◆ GIVEN INSTRUCTION: Extract each line below that contains the string "hair", and copy every such line in full.
......
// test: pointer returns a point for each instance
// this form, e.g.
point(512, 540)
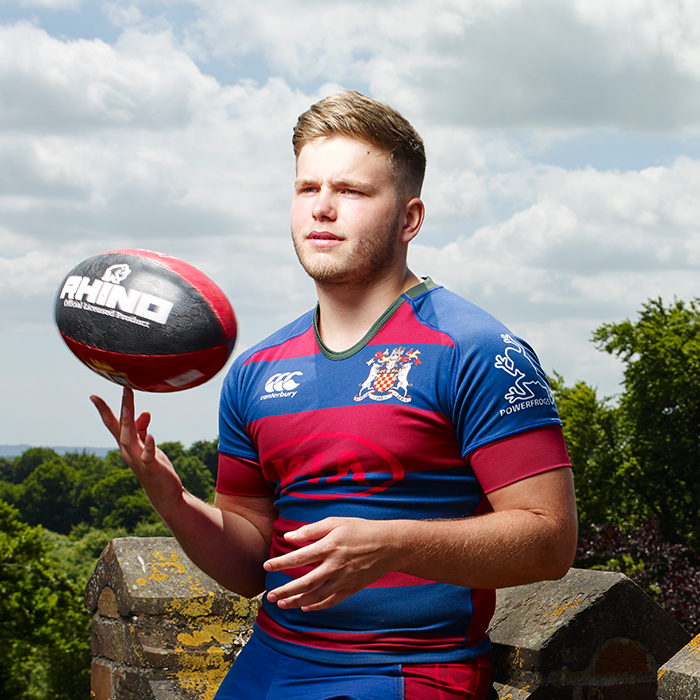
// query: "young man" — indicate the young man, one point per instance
point(386, 461)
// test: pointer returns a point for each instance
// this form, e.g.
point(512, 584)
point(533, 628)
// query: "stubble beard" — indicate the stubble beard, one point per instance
point(371, 256)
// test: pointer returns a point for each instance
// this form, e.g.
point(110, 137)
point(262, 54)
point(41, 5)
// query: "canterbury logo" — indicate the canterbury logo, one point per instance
point(283, 381)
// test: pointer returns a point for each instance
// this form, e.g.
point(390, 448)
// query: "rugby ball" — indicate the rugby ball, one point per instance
point(145, 320)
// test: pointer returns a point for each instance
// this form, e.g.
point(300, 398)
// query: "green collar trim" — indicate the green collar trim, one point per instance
point(411, 293)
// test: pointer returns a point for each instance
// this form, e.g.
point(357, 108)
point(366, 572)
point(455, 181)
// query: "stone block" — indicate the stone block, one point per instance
point(591, 634)
point(163, 627)
point(679, 678)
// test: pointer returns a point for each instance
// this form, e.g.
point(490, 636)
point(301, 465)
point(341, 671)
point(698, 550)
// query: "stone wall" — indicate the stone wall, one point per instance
point(163, 630)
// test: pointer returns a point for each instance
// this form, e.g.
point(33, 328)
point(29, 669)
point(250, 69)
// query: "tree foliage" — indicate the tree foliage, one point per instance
point(659, 413)
point(44, 629)
point(66, 509)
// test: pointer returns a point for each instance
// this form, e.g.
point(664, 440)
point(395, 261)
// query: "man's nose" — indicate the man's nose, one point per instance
point(324, 206)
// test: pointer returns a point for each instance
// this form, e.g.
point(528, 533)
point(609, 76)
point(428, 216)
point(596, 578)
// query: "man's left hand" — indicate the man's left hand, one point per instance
point(347, 554)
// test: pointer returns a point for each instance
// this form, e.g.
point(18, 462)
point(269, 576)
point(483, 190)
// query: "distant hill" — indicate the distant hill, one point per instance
point(9, 451)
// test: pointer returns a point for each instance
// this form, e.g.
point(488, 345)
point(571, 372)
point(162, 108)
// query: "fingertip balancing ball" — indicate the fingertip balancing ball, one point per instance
point(145, 320)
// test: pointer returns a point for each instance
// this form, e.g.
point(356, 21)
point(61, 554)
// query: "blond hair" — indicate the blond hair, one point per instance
point(352, 114)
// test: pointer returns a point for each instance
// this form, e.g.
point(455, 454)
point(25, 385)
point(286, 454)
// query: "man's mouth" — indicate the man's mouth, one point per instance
point(323, 238)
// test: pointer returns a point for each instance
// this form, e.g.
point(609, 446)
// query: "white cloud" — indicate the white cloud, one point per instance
point(52, 85)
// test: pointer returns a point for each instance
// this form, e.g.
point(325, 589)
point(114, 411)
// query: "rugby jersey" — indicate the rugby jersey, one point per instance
point(384, 430)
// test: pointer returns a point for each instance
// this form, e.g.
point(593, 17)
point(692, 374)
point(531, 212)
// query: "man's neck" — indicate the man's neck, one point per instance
point(346, 313)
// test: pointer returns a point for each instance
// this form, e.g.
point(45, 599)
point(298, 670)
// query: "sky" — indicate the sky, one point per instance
point(562, 192)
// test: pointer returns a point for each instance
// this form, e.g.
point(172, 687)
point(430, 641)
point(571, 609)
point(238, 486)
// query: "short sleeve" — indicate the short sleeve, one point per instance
point(239, 470)
point(240, 477)
point(518, 457)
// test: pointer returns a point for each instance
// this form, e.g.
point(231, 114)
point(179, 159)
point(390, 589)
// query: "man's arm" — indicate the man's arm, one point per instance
point(229, 541)
point(530, 536)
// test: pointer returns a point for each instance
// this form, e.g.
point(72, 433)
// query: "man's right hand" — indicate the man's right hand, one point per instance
point(151, 465)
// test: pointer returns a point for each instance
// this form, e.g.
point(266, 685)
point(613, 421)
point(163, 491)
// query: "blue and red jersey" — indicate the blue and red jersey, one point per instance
point(434, 408)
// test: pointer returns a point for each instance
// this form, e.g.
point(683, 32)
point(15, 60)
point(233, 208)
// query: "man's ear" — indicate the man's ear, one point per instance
point(414, 213)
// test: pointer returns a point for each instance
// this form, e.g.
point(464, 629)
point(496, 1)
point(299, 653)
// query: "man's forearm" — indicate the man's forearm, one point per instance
point(224, 545)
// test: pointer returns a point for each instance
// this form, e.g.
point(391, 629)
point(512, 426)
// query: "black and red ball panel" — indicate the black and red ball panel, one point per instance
point(146, 320)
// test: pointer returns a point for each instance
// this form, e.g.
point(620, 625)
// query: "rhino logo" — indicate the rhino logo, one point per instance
point(116, 274)
point(528, 386)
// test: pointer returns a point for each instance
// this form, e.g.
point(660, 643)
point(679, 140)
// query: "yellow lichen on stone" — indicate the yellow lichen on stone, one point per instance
point(201, 675)
point(209, 633)
point(514, 658)
point(694, 645)
point(159, 566)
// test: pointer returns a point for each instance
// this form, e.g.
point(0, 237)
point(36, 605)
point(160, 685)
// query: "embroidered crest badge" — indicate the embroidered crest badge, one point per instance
point(388, 375)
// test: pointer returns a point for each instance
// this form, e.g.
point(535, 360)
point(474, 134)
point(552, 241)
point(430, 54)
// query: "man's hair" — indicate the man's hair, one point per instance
point(352, 114)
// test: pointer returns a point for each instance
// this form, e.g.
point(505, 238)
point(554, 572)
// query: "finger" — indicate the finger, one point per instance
point(149, 449)
point(303, 556)
point(323, 596)
point(311, 531)
point(128, 425)
point(108, 418)
point(142, 423)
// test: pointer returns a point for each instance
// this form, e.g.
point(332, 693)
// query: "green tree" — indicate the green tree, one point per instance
point(604, 474)
point(120, 502)
point(47, 497)
point(207, 451)
point(44, 629)
point(659, 413)
point(195, 475)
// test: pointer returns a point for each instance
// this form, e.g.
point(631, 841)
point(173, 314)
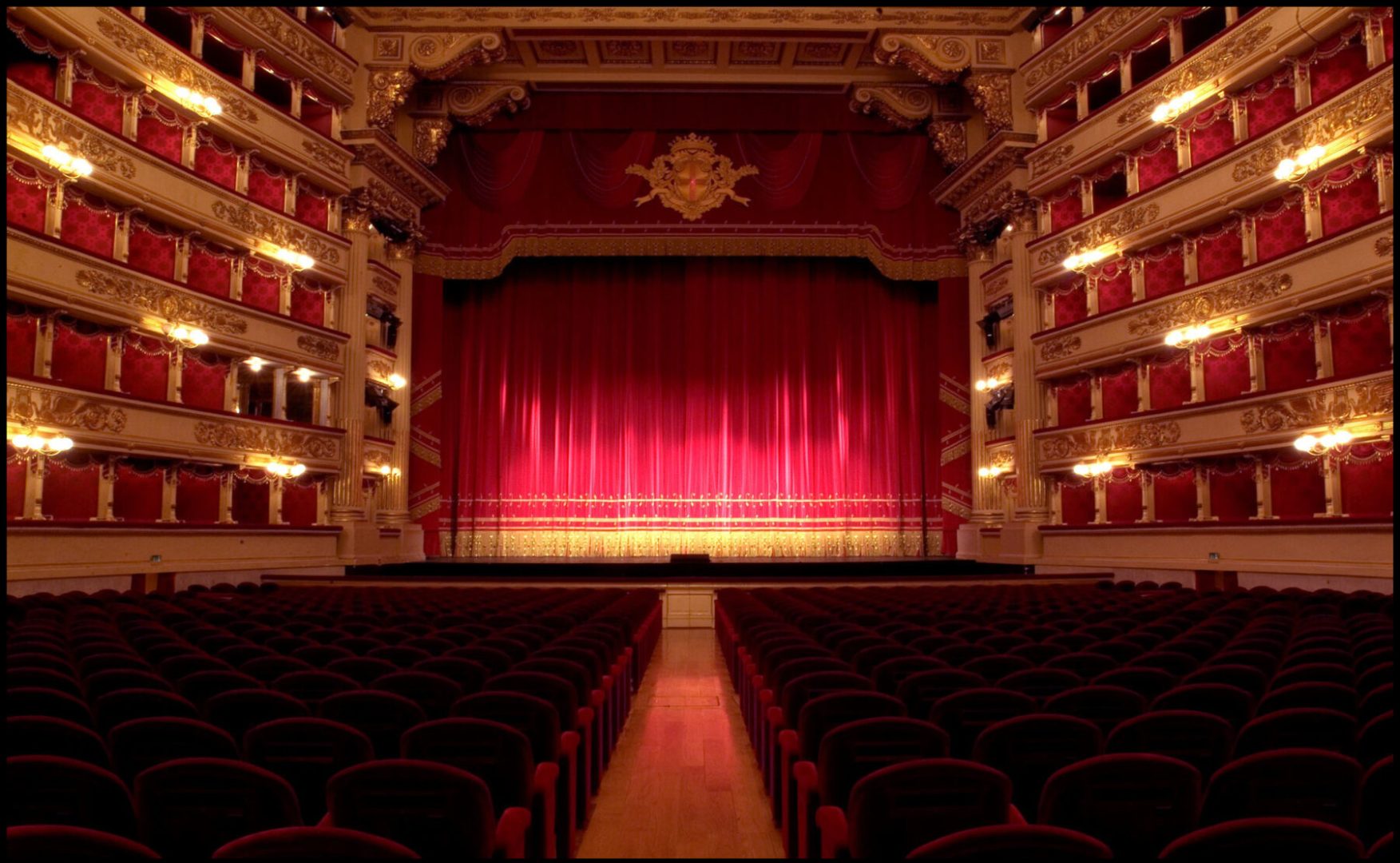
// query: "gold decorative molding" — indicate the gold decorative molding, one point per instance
point(1200, 307)
point(149, 52)
point(1082, 42)
point(33, 407)
point(1060, 348)
point(1099, 232)
point(950, 141)
point(430, 137)
point(265, 440)
point(935, 59)
point(276, 232)
point(388, 90)
point(692, 180)
point(1116, 439)
point(169, 303)
point(901, 105)
point(319, 348)
point(1322, 408)
point(990, 93)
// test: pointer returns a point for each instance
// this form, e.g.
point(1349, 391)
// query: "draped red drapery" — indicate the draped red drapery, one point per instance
point(643, 407)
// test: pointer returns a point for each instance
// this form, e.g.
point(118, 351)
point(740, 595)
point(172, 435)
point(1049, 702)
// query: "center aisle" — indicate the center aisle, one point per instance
point(684, 781)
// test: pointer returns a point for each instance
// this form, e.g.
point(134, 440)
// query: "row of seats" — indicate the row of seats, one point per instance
point(454, 722)
point(890, 718)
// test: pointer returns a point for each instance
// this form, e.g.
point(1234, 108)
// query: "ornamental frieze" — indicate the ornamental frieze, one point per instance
point(44, 408)
point(1228, 297)
point(277, 442)
point(1119, 439)
point(1322, 408)
point(169, 303)
point(276, 232)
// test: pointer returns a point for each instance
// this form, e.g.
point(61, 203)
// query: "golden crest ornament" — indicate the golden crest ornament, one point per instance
point(692, 180)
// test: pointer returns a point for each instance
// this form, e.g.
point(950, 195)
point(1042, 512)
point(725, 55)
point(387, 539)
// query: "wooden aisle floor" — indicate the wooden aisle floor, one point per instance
point(684, 781)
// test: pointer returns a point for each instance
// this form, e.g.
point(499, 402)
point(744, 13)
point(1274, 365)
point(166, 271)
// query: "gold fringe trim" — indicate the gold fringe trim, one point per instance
point(951, 266)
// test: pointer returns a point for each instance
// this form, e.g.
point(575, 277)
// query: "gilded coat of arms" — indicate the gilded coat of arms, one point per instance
point(692, 180)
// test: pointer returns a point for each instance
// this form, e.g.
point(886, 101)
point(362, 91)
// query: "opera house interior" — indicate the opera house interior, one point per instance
point(961, 433)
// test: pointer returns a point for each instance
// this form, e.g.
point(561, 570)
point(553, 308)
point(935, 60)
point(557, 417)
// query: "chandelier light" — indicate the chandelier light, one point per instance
point(66, 165)
point(1299, 165)
point(295, 260)
point(1319, 444)
point(1093, 468)
point(187, 336)
point(1188, 335)
point(200, 104)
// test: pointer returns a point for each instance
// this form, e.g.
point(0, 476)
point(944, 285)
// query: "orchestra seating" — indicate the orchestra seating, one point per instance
point(306, 723)
point(1065, 722)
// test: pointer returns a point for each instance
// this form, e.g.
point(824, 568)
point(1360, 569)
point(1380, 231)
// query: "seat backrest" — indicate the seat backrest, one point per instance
point(1294, 783)
point(50, 789)
point(143, 743)
point(498, 754)
point(437, 810)
point(896, 809)
point(1134, 803)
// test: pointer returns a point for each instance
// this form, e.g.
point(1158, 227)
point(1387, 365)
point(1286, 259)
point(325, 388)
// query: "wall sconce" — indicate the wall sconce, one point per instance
point(1093, 468)
point(69, 165)
point(1082, 260)
point(286, 470)
point(1319, 444)
point(187, 336)
point(1301, 165)
point(1189, 335)
point(33, 443)
point(295, 260)
point(1172, 108)
point(200, 104)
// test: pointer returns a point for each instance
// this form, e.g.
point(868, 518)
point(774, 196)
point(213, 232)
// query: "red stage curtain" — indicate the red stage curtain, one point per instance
point(251, 499)
point(1169, 380)
point(1270, 102)
point(1218, 253)
point(202, 380)
point(1115, 284)
point(14, 474)
point(1349, 197)
point(1077, 502)
point(160, 130)
point(152, 249)
point(22, 332)
point(1360, 338)
point(1368, 481)
point(299, 503)
point(1232, 491)
point(1280, 229)
point(1156, 161)
point(89, 223)
point(1074, 403)
point(210, 269)
point(1173, 495)
point(312, 206)
point(70, 488)
point(79, 355)
point(1119, 392)
point(145, 368)
point(1290, 355)
point(266, 184)
point(196, 498)
point(646, 405)
point(1225, 368)
point(1164, 269)
point(1298, 487)
point(136, 495)
point(26, 197)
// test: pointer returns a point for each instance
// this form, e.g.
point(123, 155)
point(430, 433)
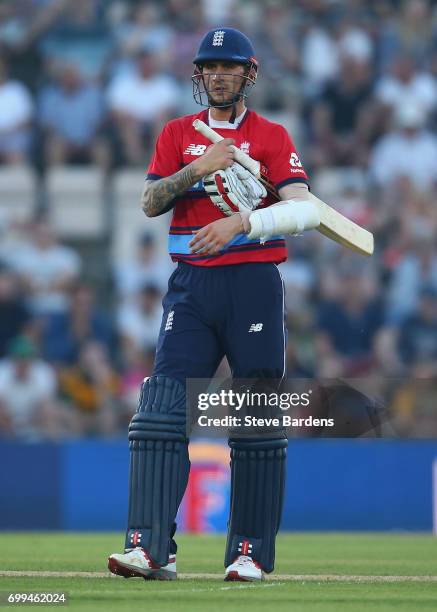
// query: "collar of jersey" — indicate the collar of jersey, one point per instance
point(225, 125)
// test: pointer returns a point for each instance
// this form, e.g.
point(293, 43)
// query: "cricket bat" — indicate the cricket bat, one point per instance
point(333, 224)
......
◆ ANSWER:
// query: "blond hair" — indicate the blond hair, one point per instance
// query: "man's hair" — indicate the man's hair, one point per instance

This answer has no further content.